**What you need to do:**
Beneath this line is the data. Output exactly the lines from the line with "it: point(721, 265)." to the line with "Target: departure board", both ends included, and nothing more.

(Point localization data)
· · · ·

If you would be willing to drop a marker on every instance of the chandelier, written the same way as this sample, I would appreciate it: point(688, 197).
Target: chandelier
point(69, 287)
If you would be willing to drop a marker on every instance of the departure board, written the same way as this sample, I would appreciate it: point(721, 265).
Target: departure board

· · · ·

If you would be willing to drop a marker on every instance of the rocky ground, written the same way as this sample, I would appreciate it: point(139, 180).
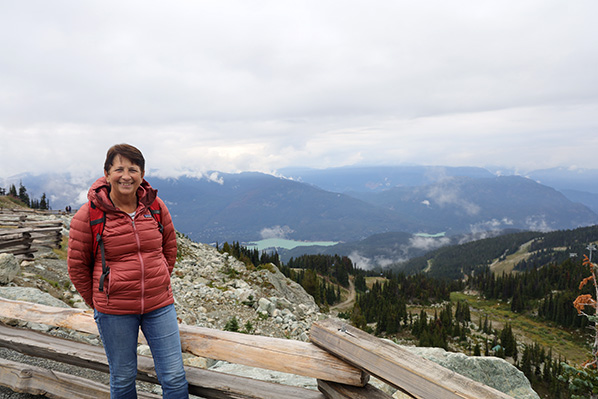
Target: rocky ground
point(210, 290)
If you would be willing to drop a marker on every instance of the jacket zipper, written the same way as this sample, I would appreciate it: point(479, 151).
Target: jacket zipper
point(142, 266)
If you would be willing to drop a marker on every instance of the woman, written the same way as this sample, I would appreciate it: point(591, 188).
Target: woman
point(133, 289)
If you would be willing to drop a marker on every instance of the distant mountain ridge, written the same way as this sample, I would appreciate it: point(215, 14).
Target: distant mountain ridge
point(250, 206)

· · · ·

**Worked solution:**
If you would be willing to drop a marker on every instance of the departure board, written the same way as this sample, I would appreciate it: point(721, 265).
Target: departure board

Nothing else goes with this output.